START Text excerpt

Sami-Swedish writer-director Amanda Kernell’s debut feature, Sami Blood, opens on a black screen and the sound of a lonely, whistling wind. Then, we hear a knocking, as the introductory credits, white on black, appear, and a man’s voice speaks: “Mom?” More knocking, then the same man’s voice: “Christina?” The first image appears, an elderly woman, alone, in close-up profile, lighting a cigarette, looking out a window, ignoring the voice.
It’s a haunted space with that blackness, the wind, the disembodied voice, and the woman who is turned away, hiding from both the voice of her son and our public prying eyes. It’s a space that sets the stage for the film to follow, the story of the girl who becomes that woman, a woman who is, indeed, haunted, hiding, and alienated from those closest to her and from the larger world, too, a world, she fears, might stare at her too much and too long.

END Text excerpt
START Data rows

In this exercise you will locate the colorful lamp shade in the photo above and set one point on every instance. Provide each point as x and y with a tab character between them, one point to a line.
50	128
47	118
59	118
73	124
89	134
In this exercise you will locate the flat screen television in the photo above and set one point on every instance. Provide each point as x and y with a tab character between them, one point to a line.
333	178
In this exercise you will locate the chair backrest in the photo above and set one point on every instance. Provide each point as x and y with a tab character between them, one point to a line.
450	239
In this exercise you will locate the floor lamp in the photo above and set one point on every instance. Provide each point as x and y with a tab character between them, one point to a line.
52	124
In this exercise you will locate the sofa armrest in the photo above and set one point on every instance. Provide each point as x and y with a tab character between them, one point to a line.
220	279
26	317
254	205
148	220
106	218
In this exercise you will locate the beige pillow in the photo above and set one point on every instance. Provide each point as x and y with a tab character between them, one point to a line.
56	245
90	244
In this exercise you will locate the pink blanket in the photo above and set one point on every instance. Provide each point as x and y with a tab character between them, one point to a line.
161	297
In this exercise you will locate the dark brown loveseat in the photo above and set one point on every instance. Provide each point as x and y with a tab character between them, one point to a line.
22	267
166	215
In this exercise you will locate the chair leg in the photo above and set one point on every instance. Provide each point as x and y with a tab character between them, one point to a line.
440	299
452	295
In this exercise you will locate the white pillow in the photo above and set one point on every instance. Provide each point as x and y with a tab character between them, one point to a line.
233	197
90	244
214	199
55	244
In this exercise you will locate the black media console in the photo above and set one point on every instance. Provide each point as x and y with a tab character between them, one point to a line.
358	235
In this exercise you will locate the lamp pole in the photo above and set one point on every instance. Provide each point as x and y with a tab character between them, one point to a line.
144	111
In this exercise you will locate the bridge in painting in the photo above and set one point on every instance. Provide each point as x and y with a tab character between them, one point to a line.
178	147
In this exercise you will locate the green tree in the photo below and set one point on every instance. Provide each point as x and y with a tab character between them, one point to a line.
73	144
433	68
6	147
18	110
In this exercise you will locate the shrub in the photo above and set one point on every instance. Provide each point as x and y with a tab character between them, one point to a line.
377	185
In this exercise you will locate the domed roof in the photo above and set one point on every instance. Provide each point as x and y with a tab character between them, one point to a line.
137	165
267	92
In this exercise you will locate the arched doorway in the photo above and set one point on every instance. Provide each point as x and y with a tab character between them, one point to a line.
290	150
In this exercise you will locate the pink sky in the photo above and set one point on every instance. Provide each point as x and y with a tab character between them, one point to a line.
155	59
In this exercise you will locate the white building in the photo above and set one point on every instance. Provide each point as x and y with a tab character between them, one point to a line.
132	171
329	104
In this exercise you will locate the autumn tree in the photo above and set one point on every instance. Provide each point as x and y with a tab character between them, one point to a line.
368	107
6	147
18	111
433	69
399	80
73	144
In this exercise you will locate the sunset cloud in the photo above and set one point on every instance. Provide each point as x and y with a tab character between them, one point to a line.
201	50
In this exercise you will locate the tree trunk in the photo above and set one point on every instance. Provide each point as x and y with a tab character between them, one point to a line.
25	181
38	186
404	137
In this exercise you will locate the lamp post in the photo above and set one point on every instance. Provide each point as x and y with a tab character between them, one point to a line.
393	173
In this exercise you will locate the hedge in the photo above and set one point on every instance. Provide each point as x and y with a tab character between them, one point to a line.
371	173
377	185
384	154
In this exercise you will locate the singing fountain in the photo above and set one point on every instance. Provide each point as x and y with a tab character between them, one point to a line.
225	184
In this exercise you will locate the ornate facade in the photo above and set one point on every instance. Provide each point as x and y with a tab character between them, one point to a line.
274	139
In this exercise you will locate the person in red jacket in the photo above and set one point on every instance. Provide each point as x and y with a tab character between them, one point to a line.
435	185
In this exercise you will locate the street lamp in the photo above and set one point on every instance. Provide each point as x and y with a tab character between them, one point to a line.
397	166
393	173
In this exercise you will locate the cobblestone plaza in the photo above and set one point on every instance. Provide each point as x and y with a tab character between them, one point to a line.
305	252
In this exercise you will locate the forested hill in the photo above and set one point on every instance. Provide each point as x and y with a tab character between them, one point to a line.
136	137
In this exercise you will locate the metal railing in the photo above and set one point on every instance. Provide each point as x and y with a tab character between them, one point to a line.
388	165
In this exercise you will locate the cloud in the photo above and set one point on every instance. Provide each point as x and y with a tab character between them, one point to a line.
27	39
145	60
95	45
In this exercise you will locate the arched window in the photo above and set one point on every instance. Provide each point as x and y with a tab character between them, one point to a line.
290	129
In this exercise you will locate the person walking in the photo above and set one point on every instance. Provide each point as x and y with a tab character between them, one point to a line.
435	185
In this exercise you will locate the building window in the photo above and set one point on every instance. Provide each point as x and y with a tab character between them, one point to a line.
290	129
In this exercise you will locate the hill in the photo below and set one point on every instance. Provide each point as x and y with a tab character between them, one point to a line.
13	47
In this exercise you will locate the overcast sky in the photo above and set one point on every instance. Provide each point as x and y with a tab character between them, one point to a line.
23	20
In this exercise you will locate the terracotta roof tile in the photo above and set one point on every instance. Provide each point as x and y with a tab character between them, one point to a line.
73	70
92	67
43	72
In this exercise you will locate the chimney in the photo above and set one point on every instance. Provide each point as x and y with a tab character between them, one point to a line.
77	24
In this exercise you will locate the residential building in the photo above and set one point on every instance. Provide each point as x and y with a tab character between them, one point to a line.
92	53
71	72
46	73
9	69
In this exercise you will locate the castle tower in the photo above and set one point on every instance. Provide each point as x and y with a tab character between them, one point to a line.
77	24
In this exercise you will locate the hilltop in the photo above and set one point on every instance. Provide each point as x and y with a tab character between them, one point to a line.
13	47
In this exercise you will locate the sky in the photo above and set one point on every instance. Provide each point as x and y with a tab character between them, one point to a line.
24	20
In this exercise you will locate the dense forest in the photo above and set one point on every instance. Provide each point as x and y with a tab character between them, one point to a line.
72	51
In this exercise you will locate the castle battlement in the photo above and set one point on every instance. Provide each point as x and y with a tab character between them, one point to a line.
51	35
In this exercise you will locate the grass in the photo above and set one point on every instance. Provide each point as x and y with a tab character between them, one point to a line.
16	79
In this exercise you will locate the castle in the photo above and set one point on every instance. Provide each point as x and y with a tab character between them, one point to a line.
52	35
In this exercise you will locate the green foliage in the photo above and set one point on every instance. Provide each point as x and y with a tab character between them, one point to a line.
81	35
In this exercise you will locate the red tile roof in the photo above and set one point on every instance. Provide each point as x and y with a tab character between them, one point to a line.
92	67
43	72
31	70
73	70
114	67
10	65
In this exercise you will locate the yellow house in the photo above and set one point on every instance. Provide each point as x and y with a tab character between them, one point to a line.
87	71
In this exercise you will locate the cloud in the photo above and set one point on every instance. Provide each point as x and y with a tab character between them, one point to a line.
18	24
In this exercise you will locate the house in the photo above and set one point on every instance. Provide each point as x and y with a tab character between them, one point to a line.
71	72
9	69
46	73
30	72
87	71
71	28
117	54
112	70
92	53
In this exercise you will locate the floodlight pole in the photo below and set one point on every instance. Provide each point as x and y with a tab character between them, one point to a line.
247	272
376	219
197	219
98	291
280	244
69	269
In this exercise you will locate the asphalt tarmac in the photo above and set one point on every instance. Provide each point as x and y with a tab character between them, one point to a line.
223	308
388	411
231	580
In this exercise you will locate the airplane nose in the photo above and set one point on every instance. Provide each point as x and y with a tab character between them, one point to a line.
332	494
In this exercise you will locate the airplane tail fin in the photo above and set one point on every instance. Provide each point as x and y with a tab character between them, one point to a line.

END Data rows

> _Requirements_:
a) Write out the Sami Blood passage word for word. Begin at the words "It’s a haunted" and stop after "and too long.".
b) In the Sami Blood passage, what is the elderly woman doing in the film's first image?
c) Proceed with the passage on Sami Blood, starting after its final sentence.

> _Expected results_:
a)
It’s a haunted space with that blackness, the wind, the disembodied voice, and the woman who is turned away, hiding from both the voice of her son and our public prying eyes. It’s a space that sets the stage for the film to follow, the story of the girl who becomes that woman, a woman who is, indeed, haunted, hiding, and alienated from those closest to her and from the larger world, too, a world, she fears, might stare at her too much and too long.

b) She is lighting a cigarette and looking out a window, ignoring the voice.

c)
In the opening scenes, the elderly Christina (Maj-Doris Rimpi), reluctantly guided by her son and accompanied by her granddaughter, attends the funeral of her long estranged sister. It is a Sámi funeral, following the traditions of that complex and internally diverse people group indigenous to Sweden, and it is clear that Christina, living in Swedish dress and speaking the Swedish language, feels deeply uncomfortable within the Sámi community. She speaks to no one and shields her face with her hand while she sits silently at the post-funeral meal, apart from her son and granddaughter, who are eating and talking with ease with those around them. The intimacy of family-community bonds juxtaposed with the individual isolation of Christina, separate and silent, is what strikes us most immediately. It is one thing to feel alone among strangers, wholly another to be alone among kin.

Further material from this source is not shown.